SUPPLIED MATERIAL:
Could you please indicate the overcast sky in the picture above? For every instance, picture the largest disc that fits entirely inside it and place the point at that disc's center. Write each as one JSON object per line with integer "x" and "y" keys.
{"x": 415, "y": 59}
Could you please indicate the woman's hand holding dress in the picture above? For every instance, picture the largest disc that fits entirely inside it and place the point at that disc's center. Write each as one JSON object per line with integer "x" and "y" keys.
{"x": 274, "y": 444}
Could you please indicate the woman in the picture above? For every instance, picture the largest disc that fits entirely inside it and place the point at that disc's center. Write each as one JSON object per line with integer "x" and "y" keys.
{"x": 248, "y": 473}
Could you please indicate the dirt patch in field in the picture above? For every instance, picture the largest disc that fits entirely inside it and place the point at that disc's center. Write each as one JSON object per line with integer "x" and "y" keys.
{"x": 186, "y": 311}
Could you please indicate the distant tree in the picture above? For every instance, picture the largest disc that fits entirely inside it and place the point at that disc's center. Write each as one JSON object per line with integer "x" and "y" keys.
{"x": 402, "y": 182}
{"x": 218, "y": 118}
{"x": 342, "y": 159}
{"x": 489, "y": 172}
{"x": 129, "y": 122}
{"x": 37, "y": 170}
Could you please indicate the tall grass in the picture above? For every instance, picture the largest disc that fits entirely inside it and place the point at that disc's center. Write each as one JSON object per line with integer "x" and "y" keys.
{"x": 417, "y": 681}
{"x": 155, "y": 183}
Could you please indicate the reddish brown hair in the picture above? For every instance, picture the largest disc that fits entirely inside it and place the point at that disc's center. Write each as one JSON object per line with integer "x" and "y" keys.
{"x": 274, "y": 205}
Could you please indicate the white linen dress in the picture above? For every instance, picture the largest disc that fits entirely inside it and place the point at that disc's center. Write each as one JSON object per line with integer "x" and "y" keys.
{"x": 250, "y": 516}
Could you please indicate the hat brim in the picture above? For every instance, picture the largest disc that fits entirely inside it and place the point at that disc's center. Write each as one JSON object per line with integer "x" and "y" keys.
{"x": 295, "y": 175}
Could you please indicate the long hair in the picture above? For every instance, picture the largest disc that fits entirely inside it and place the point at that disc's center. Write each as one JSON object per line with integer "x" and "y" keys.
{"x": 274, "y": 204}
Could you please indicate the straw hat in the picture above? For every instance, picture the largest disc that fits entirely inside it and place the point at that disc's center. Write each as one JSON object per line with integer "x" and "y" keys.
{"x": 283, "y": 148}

WHAT THE TASK ASKS: Duplicate the entries above verbatim, covering every one of them from first to last.

SOLUTION FOR THIS TASK:
Could you please indicate the overcast sky in the picture above? For every instance, picture the largest disc that fits entirely inside it and place the point at that disc's center. Write each as one JSON object per line with integer "x" and "y" keys.
{"x": 415, "y": 59}
Could you please indicate the woman's hand holding dress in the picture above? For every instance, picture the largest disc that fits entirely inside it and place the point at that disc's center. Write each as one JSON object per line with integer "x" and "y" keys.
{"x": 274, "y": 444}
Could you please indicate the woman in the picture above? For every instance, picture the largest disc that fits entirely inside it and place the point at that disc's center. Write each as one JSON object per line with integer "x" and "y" keys.
{"x": 248, "y": 473}
Could you please indicate the dirt patch in field in the picture above? For every instance, picture the largest disc that fits entirely inside it and place the point at that disc's center. Write each as one JSON object per line with integer "x" and "y" keys.
{"x": 186, "y": 311}
Could you please indicate the distant tree in the picture above? For every instance, picture the largest disc that fits entirely inside it and place the point at that disc's center. Write each as one JSON object per line with integer "x" and "y" keys.
{"x": 402, "y": 182}
{"x": 218, "y": 118}
{"x": 342, "y": 159}
{"x": 489, "y": 172}
{"x": 129, "y": 122}
{"x": 37, "y": 170}
Could you please indicate the tall grass in the picture above? For every instance, picture the largest disc that fits entirely inside it and place the point at that disc's center. Write each as one JSON object per line with integer "x" and "y" keys.
{"x": 417, "y": 681}
{"x": 155, "y": 183}
Could you please indicate the reddish brown hair in the picture above? For every instance, picture the largest disc that fits entirely inside it and place the point at that disc's center. Write each as one JSON object per line with integer "x" and "y" keys.
{"x": 274, "y": 205}
Could you please indicate the white linen dress in the picture above? For every instance, picture the largest disc that fits entirely inside it and place the point at that disc's center. Write each as one JSON object per line with integer "x" and "y" keys.
{"x": 250, "y": 516}
Could you please indicate the hat brim in the picture above? For every instance, picture the largest disc that fits entirely inside it and place the point at that disc's center. Write each as one JSON object per line with integer "x" and "y" keys.
{"x": 295, "y": 175}
Could you please indicate the long hair in the picture above? For every instance, picture the largest disc that fits entirely inside it and place the point at that disc's center. Write each as one JSON object per line with integer "x" and "y" keys.
{"x": 274, "y": 204}
Could you please indicate the straw hat in the picture above? For every instance, picture the largest disc that fits entirely inside it and place the point at that disc's center. Write each as one JSON object per line with integer "x" and "y" keys.
{"x": 283, "y": 148}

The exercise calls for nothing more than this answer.